所给记录:
● ● ● ● ● ● ●
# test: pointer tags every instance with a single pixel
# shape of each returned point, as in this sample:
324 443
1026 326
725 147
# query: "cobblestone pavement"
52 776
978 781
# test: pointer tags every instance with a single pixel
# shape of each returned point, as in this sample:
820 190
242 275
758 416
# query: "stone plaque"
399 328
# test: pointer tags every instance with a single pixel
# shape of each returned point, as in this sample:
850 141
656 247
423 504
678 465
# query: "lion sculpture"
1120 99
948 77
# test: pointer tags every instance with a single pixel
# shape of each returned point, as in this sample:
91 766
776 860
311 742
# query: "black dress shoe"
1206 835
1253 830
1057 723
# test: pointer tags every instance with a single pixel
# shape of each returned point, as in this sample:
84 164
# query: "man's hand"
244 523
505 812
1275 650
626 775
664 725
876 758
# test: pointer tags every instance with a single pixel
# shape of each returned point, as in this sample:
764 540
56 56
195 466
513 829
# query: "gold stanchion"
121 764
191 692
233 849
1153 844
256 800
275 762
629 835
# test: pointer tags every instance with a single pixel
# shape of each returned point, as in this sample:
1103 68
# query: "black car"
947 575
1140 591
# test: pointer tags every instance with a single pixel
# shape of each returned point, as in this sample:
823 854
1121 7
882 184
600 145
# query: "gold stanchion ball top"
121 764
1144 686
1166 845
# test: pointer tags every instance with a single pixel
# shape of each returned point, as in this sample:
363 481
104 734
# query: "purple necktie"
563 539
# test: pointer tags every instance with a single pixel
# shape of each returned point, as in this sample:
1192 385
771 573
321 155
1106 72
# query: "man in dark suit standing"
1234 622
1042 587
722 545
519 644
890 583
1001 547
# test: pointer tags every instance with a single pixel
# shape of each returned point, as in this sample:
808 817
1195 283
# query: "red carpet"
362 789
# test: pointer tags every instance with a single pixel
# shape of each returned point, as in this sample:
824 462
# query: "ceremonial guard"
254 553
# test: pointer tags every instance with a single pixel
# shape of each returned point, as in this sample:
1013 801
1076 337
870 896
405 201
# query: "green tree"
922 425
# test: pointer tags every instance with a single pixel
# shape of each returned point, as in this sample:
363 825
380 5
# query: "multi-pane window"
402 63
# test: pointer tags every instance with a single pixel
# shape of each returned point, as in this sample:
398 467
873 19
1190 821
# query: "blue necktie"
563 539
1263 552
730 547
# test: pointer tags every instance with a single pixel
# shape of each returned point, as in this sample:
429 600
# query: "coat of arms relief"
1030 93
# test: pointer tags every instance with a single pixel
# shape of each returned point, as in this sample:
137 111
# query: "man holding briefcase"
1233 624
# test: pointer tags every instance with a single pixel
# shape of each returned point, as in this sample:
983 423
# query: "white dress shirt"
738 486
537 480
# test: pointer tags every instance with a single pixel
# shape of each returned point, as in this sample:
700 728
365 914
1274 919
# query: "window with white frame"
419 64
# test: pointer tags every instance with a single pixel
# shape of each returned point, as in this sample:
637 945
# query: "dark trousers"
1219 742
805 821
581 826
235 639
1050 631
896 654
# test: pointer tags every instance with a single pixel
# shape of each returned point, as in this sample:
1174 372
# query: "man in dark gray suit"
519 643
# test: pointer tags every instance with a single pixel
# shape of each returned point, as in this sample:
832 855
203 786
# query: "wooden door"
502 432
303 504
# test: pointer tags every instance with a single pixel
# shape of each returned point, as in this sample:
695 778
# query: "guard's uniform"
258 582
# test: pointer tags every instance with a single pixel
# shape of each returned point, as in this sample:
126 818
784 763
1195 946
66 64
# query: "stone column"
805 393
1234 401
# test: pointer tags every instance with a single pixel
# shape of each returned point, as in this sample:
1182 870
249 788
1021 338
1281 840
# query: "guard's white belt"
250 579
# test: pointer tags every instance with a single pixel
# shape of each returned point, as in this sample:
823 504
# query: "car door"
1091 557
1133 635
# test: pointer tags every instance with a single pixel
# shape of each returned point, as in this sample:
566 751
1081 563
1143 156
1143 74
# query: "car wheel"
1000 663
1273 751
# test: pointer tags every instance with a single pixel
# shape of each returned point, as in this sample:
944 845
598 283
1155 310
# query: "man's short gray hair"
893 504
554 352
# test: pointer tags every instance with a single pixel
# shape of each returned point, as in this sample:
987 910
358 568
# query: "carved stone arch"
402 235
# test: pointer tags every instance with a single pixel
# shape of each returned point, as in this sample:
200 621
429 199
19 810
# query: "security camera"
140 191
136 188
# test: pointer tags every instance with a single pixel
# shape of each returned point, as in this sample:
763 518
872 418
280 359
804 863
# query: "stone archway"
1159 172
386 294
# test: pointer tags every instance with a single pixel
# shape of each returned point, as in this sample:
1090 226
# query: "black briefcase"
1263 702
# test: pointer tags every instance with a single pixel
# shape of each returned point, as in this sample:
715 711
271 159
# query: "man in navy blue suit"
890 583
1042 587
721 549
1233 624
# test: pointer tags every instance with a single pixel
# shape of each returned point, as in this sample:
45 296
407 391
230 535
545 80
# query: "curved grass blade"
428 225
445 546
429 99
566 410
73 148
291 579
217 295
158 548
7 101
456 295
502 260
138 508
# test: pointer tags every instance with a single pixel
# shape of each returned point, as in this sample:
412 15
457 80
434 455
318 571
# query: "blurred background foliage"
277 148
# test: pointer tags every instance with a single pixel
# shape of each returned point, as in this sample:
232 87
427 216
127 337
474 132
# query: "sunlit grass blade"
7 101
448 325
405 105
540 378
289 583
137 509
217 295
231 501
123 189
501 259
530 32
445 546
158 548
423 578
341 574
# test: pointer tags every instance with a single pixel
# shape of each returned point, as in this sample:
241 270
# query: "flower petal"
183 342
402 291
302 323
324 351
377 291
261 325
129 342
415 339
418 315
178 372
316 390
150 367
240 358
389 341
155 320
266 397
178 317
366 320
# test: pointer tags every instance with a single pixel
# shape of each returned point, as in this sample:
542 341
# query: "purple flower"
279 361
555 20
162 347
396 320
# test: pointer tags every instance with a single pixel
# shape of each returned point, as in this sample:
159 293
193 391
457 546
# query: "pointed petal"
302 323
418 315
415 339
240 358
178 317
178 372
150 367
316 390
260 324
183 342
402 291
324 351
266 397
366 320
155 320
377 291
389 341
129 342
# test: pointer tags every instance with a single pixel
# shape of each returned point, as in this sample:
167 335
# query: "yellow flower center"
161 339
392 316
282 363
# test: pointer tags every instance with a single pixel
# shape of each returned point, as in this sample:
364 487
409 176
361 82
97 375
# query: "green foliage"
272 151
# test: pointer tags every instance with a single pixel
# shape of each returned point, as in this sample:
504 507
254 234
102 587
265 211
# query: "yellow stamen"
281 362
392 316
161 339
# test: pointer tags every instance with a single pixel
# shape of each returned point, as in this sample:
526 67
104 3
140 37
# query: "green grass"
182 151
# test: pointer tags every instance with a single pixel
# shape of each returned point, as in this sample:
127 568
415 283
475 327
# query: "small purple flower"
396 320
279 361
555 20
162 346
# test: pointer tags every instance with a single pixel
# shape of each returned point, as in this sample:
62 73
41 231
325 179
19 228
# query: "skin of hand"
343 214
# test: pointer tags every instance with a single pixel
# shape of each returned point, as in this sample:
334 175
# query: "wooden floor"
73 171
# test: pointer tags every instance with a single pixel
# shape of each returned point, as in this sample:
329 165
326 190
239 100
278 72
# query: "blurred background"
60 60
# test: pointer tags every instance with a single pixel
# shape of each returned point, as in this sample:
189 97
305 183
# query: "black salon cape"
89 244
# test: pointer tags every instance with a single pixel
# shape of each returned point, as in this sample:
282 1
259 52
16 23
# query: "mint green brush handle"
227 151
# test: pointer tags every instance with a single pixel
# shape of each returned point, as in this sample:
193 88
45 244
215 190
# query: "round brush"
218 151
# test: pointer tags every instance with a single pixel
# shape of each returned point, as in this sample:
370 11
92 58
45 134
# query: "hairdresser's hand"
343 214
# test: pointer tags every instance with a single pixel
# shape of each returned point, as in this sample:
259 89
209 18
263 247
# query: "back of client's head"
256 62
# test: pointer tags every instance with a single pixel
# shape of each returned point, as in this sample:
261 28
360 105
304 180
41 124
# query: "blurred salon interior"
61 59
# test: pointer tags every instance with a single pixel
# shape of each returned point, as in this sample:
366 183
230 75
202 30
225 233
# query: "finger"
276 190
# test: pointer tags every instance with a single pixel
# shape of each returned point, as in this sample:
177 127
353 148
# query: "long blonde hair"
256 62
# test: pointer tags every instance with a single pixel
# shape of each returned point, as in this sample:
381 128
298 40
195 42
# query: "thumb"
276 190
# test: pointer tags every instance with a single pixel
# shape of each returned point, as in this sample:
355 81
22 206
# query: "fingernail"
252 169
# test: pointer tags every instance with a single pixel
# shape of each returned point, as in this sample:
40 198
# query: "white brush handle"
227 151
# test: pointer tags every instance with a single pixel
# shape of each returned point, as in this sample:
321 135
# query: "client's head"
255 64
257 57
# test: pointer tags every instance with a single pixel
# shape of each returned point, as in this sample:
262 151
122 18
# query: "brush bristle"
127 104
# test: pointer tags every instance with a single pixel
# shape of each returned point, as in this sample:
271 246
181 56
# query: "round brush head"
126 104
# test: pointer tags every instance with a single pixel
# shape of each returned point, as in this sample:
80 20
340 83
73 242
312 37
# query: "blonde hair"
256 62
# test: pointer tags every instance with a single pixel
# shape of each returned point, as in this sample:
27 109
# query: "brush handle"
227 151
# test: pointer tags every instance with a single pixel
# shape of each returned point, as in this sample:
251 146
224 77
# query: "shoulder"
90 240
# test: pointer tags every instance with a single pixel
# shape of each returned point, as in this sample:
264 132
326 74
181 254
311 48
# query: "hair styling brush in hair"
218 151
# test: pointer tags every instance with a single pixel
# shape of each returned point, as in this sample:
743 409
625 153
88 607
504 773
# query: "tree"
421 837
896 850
● ● ● ● ● ● ●
练习目标: 返回记录中含有字符串“blade”的每一行，匹配时区分大小写。

已完成任务:
# query: "curved grass blade"
# query: "sunlit grass blade"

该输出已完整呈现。